- SOURCE DATA

= Beginning of Section =

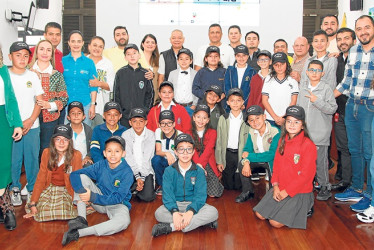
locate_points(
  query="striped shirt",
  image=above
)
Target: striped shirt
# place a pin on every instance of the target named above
(358, 74)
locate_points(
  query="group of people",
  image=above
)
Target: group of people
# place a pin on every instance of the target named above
(125, 122)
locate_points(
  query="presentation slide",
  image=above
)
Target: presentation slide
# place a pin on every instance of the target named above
(199, 12)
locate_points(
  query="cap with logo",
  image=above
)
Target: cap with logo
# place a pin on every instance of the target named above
(112, 105)
(118, 139)
(279, 57)
(183, 138)
(138, 112)
(241, 49)
(17, 46)
(296, 112)
(75, 104)
(63, 130)
(166, 115)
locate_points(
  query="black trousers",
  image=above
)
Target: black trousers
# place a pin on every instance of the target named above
(246, 181)
(231, 179)
(148, 191)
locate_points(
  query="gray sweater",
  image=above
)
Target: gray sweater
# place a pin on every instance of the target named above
(318, 114)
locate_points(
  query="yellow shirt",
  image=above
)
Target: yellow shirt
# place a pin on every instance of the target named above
(116, 56)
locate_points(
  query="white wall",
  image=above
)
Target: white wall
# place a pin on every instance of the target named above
(278, 19)
(344, 7)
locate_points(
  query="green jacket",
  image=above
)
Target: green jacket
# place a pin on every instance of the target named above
(222, 138)
(11, 105)
(269, 142)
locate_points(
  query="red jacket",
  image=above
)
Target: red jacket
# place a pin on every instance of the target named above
(182, 118)
(208, 155)
(295, 169)
(255, 94)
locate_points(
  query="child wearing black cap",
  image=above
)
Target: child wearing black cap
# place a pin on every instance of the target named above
(131, 88)
(232, 133)
(140, 150)
(184, 194)
(212, 73)
(52, 198)
(182, 79)
(165, 136)
(28, 90)
(205, 142)
(239, 75)
(291, 199)
(110, 194)
(259, 150)
(82, 133)
(101, 133)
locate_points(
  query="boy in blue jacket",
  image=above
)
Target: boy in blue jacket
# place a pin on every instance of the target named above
(110, 193)
(101, 133)
(184, 194)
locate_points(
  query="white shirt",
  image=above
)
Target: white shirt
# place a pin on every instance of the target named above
(226, 52)
(235, 123)
(79, 142)
(279, 94)
(27, 87)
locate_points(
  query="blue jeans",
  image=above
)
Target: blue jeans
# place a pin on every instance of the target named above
(27, 150)
(358, 121)
(159, 164)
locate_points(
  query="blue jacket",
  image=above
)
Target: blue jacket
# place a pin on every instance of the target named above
(231, 81)
(191, 188)
(205, 78)
(99, 135)
(114, 184)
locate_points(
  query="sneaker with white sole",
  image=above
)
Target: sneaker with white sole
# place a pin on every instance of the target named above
(367, 216)
(16, 197)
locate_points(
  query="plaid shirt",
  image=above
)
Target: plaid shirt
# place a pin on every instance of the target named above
(359, 74)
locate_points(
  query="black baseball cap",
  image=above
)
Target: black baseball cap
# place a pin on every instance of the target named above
(112, 105)
(166, 114)
(255, 110)
(17, 46)
(211, 49)
(279, 57)
(130, 46)
(75, 104)
(63, 130)
(185, 51)
(236, 91)
(166, 83)
(138, 112)
(216, 89)
(183, 138)
(117, 139)
(241, 49)
(264, 53)
(202, 107)
(296, 112)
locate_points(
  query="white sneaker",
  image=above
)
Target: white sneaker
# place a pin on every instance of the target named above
(367, 216)
(24, 191)
(16, 197)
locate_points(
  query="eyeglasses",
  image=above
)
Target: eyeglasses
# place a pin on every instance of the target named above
(311, 70)
(163, 124)
(182, 150)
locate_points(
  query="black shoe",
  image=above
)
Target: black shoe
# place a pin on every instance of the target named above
(244, 197)
(340, 186)
(10, 220)
(161, 228)
(324, 194)
(310, 212)
(77, 223)
(69, 236)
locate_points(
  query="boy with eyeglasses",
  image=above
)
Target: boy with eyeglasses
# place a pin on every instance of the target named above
(185, 191)
(318, 101)
(165, 136)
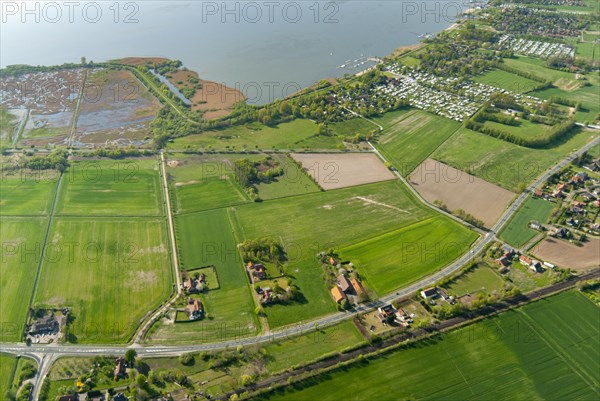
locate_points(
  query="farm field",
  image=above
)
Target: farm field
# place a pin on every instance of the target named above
(501, 162)
(564, 254)
(506, 80)
(252, 136)
(410, 141)
(353, 127)
(517, 233)
(481, 278)
(317, 222)
(391, 118)
(10, 121)
(526, 129)
(111, 272)
(400, 257)
(545, 350)
(436, 181)
(205, 239)
(111, 188)
(114, 109)
(22, 240)
(27, 192)
(293, 182)
(566, 86)
(204, 182)
(299, 349)
(7, 370)
(334, 171)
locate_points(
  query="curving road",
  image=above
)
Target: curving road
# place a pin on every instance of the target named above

= End of Section =

- WORK REQUEST
A word-for-word transcript of the entries above is needed, with pictures removed.

- SOLUTION FOR THIS EXERCISE
locate_points(
  query="striped shirt",
  image=above
)
Target: striped shirt
# place a pin on every instance of the target named above
(358, 74)
locate_points(
  query="group of people",
  image=above
)
Target: group of people
# place a pin on every instance of the target named above
(125, 122)
locate_points(
  query="presentation slide",
  image=above
)
Target: presentation slide
# place a pin on every instance of the target named above
(199, 12)
locate_points(
  query="cap with logo",
  image=above
)
Target: cap with logo
# place a pin on every instance of the target named above
(112, 105)
(118, 139)
(279, 57)
(183, 138)
(138, 112)
(241, 49)
(17, 46)
(296, 112)
(75, 104)
(63, 130)
(166, 115)
locate_points(
  query="black trousers",
  image=above
)
Target: black trousers
# place a pin on every instance of the target named above
(246, 181)
(231, 179)
(148, 191)
locate_points(
  query="gray sweater",
  image=above
)
Target: gray sweater
# place a pin on every instance of the target named above
(318, 114)
locate_points(
  query="yellow shirt",
  image=above
)
Target: yellow shirt
# place a pin on every instance of the target named above
(116, 56)
locate_points(
  query="white wall",
  image=above
)
Target: white wall
# place a pin on every instance of the target named above
(278, 19)
(344, 7)
locate_points(
  query="green jacket",
  image=above
)
Target: green jacket
# place a pin on every instance of the target named above
(222, 138)
(11, 105)
(269, 142)
locate_points(
  query="red jacket",
  image=above
)
Target: red jacket
# place a pin on every instance of the target named above
(182, 118)
(208, 155)
(295, 169)
(255, 94)
locate_points(
  query="child wearing black cap",
  image=above
)
Target: child wearing black cap
# place a pin on every instance of the target named above
(131, 88)
(232, 133)
(140, 150)
(184, 194)
(212, 73)
(52, 198)
(182, 79)
(165, 136)
(28, 90)
(205, 142)
(239, 75)
(291, 199)
(110, 194)
(259, 150)
(82, 133)
(101, 133)
locate_points(
  query="boy in blue jacket",
  image=above
)
Target: boy in blue jacket
# place a pin on every instance of the target named above
(110, 193)
(101, 133)
(184, 194)
locate_points(
  query="white shirt",
  image=above
)
Target: white shirt
# place a pin on every instance of the target named above
(226, 52)
(235, 123)
(79, 142)
(279, 94)
(27, 87)
locate_points(
  query="blue jeans",
  image=above
)
Target: blue jeans
# place a pin on every instance of the target named above
(27, 150)
(358, 121)
(159, 164)
locate_points(
  query="blue jacket",
  image=above
)
Target: blue jacket
# place a pin on every instance of the target named above
(231, 81)
(191, 188)
(205, 78)
(99, 135)
(114, 184)
locate_points(
  query="sneaker with white sole",
  image=above
)
Target: sneaker with white sole
# place a pin on every instance of the target named above
(367, 216)
(16, 197)
locate_points(
  query="plaid shirt",
  image=above
)
Target: plaid shirt
# place a pin on every instance of the target named above
(359, 74)
locate_points(
  query="black baseball cap",
  image=above
)
Target: black baseball cap
# place a pin on every instance of the target named above
(112, 105)
(166, 114)
(255, 110)
(17, 46)
(211, 49)
(279, 57)
(130, 46)
(75, 104)
(63, 130)
(185, 51)
(236, 91)
(166, 83)
(138, 112)
(216, 89)
(183, 138)
(117, 139)
(241, 49)
(264, 53)
(202, 107)
(296, 112)
locate_points(
  query="white sneaker",
  image=above
)
Target: white sneaker
# place a pin on every instance of the target named above
(367, 216)
(24, 191)
(16, 197)
locate_points(
  query="eyeglasses",
  image=above
)
Target: eyeglasses
# place a pin on every instance of the target named above
(311, 70)
(163, 124)
(182, 150)
locate_points(
  query="black shoe",
  image=above
)
Target: black shoe
# place a pin on every instance of the target named above
(244, 197)
(340, 186)
(10, 220)
(161, 228)
(324, 194)
(310, 212)
(77, 223)
(69, 236)
locate_points(
  query="boy with eyeglasses",
  image=above
)
Target: boy with eyeglasses
# place a pin on every instance of the target named above
(185, 191)
(318, 101)
(165, 136)
locate_points(
  query="farm field",
  image=above
)
Target: farm field
# place a pin on every instance of the target named above
(501, 162)
(564, 254)
(506, 80)
(252, 136)
(410, 141)
(353, 127)
(517, 233)
(481, 278)
(317, 222)
(391, 118)
(10, 121)
(526, 129)
(111, 272)
(400, 257)
(545, 350)
(436, 181)
(205, 239)
(111, 188)
(114, 109)
(22, 240)
(27, 192)
(293, 182)
(566, 86)
(204, 182)
(299, 349)
(7, 370)
(334, 171)
locate_points(
  query="curving road",
  image=above
)
Target: curving road
# place a pin on every instance of the target named above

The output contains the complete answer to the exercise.